▸ **Objective**
Copy the entries starting at the line that contains "frame. Write the coordinates, one line per instance." and continuing through the last entry, substituting "place a single dot" for every "drop one marker" and leaving everything else unchanged.

▸ **Exercise inputs**
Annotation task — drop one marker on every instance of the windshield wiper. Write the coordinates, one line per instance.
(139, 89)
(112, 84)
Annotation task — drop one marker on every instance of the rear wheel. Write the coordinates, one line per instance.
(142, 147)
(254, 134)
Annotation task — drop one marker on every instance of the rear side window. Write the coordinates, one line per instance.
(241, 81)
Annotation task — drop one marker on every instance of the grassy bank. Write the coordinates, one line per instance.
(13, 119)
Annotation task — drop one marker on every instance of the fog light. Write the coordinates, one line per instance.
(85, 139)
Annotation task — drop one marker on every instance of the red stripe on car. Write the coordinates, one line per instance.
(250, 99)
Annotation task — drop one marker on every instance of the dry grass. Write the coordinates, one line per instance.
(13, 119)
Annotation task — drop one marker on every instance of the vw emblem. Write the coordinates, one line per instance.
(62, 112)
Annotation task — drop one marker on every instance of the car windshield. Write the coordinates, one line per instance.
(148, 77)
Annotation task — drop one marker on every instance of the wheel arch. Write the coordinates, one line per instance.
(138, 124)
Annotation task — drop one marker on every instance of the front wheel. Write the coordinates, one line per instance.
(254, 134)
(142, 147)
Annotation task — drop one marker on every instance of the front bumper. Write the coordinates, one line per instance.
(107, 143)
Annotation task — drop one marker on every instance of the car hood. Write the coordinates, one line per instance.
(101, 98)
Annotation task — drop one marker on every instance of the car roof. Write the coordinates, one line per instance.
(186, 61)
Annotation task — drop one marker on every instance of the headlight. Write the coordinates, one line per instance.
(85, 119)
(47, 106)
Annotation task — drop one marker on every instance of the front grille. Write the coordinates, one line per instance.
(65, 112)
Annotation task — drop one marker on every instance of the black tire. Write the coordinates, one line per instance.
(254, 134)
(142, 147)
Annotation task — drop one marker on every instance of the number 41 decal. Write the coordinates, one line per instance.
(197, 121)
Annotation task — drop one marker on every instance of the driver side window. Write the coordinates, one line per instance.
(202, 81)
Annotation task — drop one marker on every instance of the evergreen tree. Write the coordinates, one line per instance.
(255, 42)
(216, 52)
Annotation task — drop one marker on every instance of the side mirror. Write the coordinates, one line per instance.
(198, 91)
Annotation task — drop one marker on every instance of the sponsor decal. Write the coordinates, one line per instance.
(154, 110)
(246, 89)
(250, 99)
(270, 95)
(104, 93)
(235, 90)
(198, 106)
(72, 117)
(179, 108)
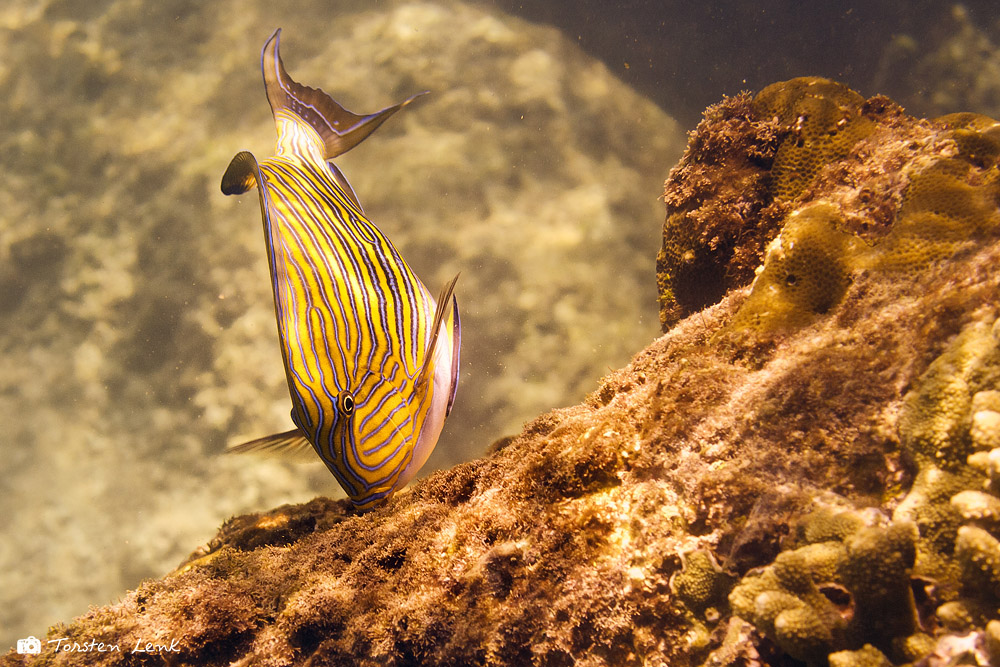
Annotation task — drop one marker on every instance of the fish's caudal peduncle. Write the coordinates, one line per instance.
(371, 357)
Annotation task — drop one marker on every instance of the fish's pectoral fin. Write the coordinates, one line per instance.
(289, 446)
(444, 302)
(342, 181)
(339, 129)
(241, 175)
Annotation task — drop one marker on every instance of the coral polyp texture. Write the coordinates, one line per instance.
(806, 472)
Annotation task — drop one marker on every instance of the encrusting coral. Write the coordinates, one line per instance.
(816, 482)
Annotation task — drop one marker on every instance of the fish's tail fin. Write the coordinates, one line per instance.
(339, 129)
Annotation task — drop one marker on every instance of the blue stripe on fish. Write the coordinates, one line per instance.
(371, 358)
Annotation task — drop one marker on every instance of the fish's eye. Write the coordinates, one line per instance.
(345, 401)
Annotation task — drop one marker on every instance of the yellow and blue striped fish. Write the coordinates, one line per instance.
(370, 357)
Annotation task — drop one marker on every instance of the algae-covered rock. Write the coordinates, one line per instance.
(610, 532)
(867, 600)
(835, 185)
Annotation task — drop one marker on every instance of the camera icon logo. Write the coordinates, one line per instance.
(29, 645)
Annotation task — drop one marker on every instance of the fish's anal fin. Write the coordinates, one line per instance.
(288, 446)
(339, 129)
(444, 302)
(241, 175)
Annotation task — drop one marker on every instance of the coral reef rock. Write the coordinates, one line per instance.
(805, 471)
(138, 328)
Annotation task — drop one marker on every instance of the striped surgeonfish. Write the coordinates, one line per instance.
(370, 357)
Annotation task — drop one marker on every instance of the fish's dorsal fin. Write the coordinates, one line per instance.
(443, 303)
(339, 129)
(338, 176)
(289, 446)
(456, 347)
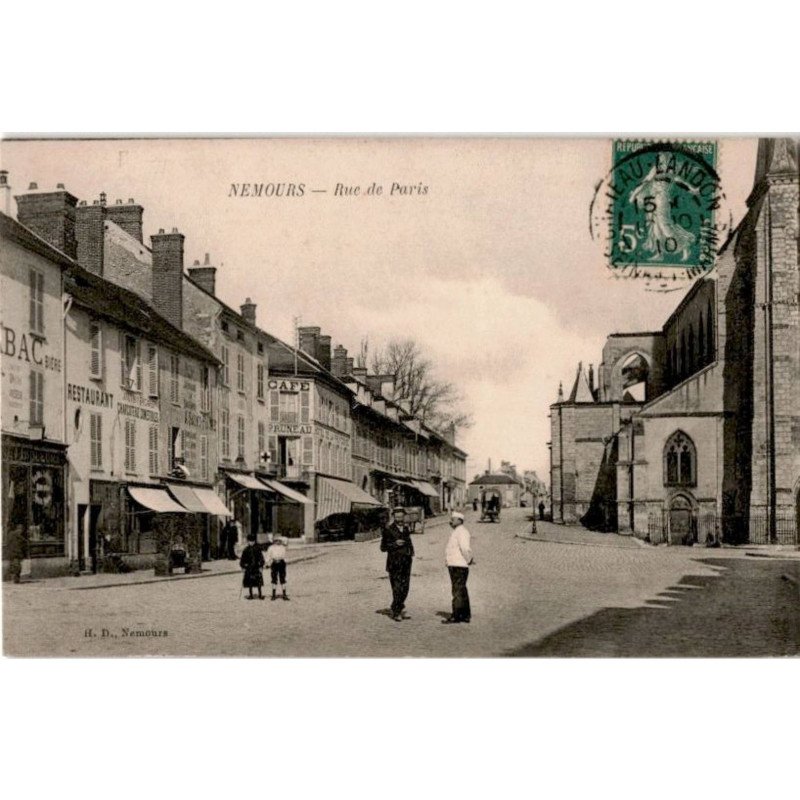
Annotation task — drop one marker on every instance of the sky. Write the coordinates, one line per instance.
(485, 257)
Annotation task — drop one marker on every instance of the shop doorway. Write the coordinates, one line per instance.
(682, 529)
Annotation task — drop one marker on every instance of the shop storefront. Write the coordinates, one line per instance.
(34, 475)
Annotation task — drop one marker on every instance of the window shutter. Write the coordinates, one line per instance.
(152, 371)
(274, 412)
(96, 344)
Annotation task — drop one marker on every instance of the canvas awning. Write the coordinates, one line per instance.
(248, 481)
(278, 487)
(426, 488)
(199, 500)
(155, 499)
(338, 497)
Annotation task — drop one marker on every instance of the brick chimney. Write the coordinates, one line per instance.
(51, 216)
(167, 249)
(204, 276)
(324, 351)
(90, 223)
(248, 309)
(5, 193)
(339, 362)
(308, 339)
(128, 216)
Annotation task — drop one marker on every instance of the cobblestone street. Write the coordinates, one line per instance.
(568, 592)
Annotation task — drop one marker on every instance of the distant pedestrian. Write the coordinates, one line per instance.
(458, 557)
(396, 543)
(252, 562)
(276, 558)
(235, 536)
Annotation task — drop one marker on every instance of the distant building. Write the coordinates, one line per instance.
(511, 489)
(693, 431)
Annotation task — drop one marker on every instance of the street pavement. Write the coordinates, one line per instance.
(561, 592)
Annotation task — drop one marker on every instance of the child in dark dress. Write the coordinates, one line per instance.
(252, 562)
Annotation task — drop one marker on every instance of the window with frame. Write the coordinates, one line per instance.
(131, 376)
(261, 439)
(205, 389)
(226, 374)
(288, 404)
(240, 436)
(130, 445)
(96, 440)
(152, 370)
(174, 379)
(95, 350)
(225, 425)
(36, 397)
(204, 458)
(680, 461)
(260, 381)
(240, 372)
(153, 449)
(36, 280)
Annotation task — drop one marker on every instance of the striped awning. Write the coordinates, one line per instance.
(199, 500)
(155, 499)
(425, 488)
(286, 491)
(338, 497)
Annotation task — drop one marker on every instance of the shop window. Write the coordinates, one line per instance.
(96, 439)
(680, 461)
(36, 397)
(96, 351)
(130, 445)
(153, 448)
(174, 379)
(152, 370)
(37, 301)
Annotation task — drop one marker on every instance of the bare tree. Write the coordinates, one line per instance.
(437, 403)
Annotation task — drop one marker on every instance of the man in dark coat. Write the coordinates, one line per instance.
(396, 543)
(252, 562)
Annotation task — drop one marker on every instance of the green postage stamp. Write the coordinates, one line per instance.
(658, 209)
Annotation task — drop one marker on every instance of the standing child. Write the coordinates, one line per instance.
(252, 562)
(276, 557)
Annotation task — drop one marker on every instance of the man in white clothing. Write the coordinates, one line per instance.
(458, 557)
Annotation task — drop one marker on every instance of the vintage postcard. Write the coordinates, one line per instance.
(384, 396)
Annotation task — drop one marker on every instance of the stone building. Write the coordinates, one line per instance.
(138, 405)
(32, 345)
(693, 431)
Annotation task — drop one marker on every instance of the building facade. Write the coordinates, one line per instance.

▸ **Task response**
Annotation task — place a single dot on every instance of the window with frame. Write the coordinates, one line per instance.
(131, 376)
(261, 439)
(205, 389)
(226, 374)
(288, 404)
(240, 436)
(130, 445)
(96, 440)
(152, 370)
(174, 379)
(95, 350)
(225, 425)
(36, 397)
(204, 458)
(680, 461)
(260, 381)
(240, 372)
(153, 449)
(36, 280)
Annotation task — place a single dot on every instance of the striped awning. Write the coordinates, one line per instance.
(199, 500)
(155, 499)
(425, 488)
(286, 491)
(338, 497)
Annotation task — place a single dot on every instance of the shop window. Write the coordinates, one line per instance.
(96, 439)
(680, 461)
(36, 397)
(96, 351)
(130, 445)
(153, 448)
(174, 379)
(152, 370)
(37, 301)
Annotation task — place a single dot on every instance of the bare tree. Write the coordinates, one line per instance.
(437, 403)
Annotation task — place a single dot on every instance of the man in dark coat. Write the coordinates, one line per instance.
(396, 543)
(252, 562)
Annotation task — place a single dot on every instance of the green postage stamp. Write the coordinates, one line per instance.
(658, 209)
Annotation task — place a single dot on every instance of the standing child. Write the coordinates, one line per instance.
(252, 562)
(276, 557)
Annotation task — place a single dot on every instance of the man in white clothing. Write the coordinates, one line per instance.
(458, 557)
Annotation task — place a single dot on every instance of the vintage postcard. Write the coordinates, one line per instance.
(384, 396)
Annotation task — place a single dot on every instance of the stone building. Write the coordinates, one line per instance.
(138, 405)
(32, 345)
(693, 431)
Annotation task — place a single dot on every instance of the building facade. Write the coordinates, one line per instance.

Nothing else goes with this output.